◆ Exercise prompt: Copy the data below line for line, keeping every character as it is, but leave out the pictures.

◆ Data for this task:
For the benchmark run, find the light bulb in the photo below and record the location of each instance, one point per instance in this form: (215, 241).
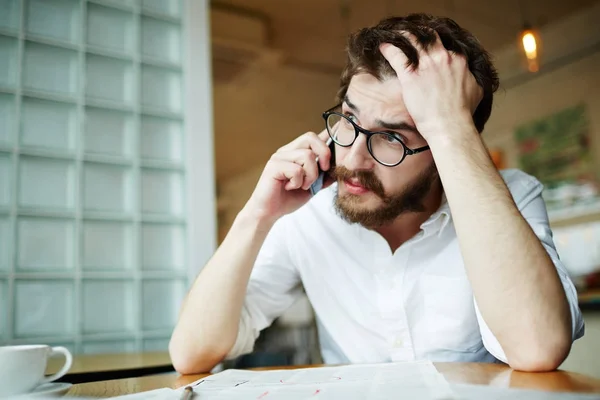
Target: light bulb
(529, 45)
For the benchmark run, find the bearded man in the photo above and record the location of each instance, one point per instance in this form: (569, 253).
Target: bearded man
(417, 248)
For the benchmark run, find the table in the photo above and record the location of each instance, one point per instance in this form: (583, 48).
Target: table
(474, 373)
(96, 367)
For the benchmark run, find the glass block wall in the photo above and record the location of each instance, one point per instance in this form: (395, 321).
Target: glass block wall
(92, 173)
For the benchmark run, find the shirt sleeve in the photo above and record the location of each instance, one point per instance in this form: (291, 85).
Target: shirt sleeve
(273, 287)
(528, 197)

◆ Response to the exercise:
For the benchmark run, find the light bulb in the photo below and record the location of each instance, one point per instance in this form: (215, 241).
Target: light bulb
(529, 45)
For the benchmark run, find the bearded man in the photo above and record the location of each instance, one point per instance in this form: (569, 253).
Target: bearded man
(417, 248)
For the benchmark run, find the table in the photo above and record the location of each instance, one point per instance in this form: (583, 48).
Target: table
(474, 373)
(96, 367)
For the benchmark run, find the glass block wall in the photo above and record the location of each instance, one point per instance in this form: (395, 321).
Target: glass block wall
(92, 173)
For the benchmark run, find the shirt sleeve in the photo above and record the location of each instance, one point per instance in this form: (291, 85).
Target: shirt sleeve
(273, 287)
(528, 197)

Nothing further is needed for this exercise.